» Task prompt: The data below must be returned in full and exactly.

» Data to process:

================================

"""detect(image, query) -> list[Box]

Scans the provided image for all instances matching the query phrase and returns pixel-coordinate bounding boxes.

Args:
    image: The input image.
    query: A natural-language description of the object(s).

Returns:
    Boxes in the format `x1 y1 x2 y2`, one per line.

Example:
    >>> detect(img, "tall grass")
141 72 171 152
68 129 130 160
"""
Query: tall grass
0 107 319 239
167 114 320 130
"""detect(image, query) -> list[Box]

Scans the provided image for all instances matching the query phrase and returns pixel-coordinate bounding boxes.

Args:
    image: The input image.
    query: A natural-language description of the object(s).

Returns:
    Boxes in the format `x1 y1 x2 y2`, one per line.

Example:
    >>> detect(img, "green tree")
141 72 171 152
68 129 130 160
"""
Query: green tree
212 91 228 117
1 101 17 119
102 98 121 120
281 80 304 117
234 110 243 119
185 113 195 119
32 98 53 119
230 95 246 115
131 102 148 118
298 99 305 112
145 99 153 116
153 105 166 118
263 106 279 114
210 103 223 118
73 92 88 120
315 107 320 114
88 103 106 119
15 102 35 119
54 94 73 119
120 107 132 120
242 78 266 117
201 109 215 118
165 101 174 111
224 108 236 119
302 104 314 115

================================

» Result for this task:
"""detect(image, query) -> list[Box]

Scans the provided image for all instances matching the query phrase and returns pixel-coordinate bounding boxes.

Args:
    image: The input image.
    query: A natural-language description of the object(s).

Returns:
    Boxes in the format `x1 y1 x2 y2`, one per line.

Example:
    >>> detect(img, "tall grass")
141 72 171 152
68 129 130 160
"""
Query: tall grass
0 107 319 239
167 114 320 130
"""detect(image, query) -> list[Box]

Scans the provided image for all instances matching the query phrase and returns pixel-coordinate bounding boxes.

Args:
    image: The input image.
    query: A natural-language description of the object(s).

Returns:
    Boxes in the format `x1 y1 x2 y2`, one per line.

Example:
    >>> detect(img, "green tree")
141 72 171 152
68 129 130 160
"""
Query: green tree
212 91 228 117
1 101 17 119
102 98 121 120
281 80 304 117
234 110 243 119
185 113 195 119
32 98 53 119
230 95 246 115
131 102 148 118
298 99 305 112
145 99 153 116
153 105 166 118
263 106 279 114
210 103 223 118
73 92 88 120
315 107 320 114
88 103 106 119
15 102 35 119
54 94 73 119
120 107 132 120
242 78 266 117
201 109 215 118
165 101 174 111
224 108 236 119
302 104 314 115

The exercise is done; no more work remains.